[Collected data]
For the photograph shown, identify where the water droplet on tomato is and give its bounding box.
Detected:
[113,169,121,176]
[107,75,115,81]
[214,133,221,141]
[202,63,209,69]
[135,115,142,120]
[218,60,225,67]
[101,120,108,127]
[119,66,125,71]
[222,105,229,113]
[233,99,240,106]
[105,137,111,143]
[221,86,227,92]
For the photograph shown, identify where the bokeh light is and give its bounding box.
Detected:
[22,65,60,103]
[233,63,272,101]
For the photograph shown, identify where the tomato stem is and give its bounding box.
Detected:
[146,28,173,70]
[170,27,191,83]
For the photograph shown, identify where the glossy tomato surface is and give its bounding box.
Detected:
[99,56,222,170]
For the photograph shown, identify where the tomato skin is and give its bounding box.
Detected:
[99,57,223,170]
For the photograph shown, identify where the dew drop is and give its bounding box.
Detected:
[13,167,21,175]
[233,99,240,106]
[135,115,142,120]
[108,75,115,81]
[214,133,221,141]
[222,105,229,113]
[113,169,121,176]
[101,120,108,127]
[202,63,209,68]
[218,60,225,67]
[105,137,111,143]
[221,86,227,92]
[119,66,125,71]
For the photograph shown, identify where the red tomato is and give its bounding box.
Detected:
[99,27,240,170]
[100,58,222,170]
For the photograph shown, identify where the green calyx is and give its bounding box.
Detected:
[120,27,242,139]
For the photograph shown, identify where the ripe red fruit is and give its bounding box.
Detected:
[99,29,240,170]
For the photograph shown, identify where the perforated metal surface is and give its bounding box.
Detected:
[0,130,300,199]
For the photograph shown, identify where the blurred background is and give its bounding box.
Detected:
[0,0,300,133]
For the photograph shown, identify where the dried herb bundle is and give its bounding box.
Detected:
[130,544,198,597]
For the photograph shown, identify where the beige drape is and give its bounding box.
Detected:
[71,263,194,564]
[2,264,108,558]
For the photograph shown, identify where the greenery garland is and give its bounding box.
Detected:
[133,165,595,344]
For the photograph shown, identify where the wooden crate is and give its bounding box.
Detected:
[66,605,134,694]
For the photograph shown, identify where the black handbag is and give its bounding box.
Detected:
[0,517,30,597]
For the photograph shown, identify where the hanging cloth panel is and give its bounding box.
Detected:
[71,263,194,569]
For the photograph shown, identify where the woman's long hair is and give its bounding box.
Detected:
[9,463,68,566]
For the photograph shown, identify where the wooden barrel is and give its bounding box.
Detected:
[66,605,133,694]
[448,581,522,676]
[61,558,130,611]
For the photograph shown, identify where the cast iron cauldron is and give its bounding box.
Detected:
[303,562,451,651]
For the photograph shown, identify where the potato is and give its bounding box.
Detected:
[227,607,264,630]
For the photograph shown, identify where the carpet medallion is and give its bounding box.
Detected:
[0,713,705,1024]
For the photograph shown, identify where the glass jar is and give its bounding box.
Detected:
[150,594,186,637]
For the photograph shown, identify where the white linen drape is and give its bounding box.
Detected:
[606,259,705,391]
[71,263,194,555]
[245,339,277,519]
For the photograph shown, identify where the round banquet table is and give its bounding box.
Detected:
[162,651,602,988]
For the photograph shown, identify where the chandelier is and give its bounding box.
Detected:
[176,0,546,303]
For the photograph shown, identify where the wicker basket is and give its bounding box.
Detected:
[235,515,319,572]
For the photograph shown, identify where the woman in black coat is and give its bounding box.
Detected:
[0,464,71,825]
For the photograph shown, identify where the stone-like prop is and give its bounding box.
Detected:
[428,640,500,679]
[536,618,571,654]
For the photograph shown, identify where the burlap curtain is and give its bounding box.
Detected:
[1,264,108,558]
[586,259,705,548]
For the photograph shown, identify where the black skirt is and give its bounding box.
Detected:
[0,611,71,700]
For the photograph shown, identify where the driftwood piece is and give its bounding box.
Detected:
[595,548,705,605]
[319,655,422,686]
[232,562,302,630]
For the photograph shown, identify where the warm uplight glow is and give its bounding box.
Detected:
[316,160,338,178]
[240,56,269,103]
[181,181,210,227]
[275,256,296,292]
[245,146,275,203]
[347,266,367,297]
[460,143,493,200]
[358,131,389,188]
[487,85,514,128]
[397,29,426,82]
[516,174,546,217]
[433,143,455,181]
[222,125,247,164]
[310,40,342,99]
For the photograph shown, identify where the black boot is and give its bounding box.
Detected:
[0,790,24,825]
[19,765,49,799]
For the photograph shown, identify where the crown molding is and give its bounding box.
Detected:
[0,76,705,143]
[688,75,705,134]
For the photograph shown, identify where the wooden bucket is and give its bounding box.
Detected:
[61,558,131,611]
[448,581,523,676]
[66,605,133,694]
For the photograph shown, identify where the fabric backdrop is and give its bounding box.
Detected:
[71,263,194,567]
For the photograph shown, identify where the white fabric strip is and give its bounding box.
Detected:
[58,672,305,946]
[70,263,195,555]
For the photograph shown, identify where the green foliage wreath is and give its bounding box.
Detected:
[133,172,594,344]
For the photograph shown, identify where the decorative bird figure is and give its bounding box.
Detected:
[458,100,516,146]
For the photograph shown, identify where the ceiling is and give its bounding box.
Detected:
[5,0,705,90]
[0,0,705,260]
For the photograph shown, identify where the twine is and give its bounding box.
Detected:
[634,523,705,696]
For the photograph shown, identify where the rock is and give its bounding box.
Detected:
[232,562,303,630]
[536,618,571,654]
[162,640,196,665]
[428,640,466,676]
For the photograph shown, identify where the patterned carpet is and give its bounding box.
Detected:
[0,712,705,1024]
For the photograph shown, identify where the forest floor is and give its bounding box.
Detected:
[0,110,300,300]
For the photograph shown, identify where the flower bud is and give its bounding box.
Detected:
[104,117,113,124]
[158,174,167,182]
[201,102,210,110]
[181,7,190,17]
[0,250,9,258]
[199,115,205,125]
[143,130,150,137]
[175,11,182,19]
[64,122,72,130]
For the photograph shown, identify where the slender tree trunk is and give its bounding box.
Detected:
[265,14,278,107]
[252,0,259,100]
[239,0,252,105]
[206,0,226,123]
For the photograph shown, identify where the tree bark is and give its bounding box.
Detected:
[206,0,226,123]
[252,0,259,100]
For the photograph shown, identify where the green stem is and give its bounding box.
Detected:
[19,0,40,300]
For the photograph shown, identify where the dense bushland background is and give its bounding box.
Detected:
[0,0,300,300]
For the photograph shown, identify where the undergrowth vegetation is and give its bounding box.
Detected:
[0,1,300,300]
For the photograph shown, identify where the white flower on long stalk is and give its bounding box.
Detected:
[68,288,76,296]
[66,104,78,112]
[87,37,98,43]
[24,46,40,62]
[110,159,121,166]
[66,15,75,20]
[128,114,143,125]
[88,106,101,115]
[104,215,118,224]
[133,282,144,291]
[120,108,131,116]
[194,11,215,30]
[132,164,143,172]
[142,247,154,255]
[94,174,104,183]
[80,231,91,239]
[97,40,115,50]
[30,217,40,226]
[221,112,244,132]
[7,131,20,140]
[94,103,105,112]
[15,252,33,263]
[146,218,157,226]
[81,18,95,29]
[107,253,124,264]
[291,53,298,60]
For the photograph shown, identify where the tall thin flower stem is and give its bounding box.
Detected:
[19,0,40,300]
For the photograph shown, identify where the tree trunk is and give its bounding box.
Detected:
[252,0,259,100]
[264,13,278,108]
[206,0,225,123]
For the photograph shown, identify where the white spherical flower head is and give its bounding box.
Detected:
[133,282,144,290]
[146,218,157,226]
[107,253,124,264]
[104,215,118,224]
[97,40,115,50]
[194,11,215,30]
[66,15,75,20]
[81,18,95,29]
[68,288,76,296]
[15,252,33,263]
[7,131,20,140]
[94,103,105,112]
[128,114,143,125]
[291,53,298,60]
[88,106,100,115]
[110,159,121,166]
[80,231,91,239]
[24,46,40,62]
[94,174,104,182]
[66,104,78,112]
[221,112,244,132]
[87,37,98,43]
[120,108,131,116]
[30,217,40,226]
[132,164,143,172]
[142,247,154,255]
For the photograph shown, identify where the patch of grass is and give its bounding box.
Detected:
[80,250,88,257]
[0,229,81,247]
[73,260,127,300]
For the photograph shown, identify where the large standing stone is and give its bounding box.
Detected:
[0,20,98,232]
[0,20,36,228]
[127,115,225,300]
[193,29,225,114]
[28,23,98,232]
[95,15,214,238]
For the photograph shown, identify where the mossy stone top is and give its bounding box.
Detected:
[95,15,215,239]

Instructions to follow:
Rewrite only the stretch from the line containing "For the photograph shown, identify where the perforated" through the line containing "[133,165,595,344]", replacing "beige drape" with "linen curtain" and keeping everything else the same.

Finished answer:
For the photograph shown, identify where the perforated metal surface is and give its bounding box.
Detected:
[0,130,300,199]
For the photograph shown, identify where the blurred background is and give its bounding box.
Detected:
[0,0,300,133]
For the photograph shown, identify where the dried herb bundle is and give its bounding box.
Detected:
[130,544,198,597]
For the photograph shown, identify where the linen curtain is and give its bounding box.
Detected:
[71,263,194,564]
[2,264,108,558]
For the photograph shown, identify where the greenery garland is and give its bounding box.
Detected:
[133,165,595,344]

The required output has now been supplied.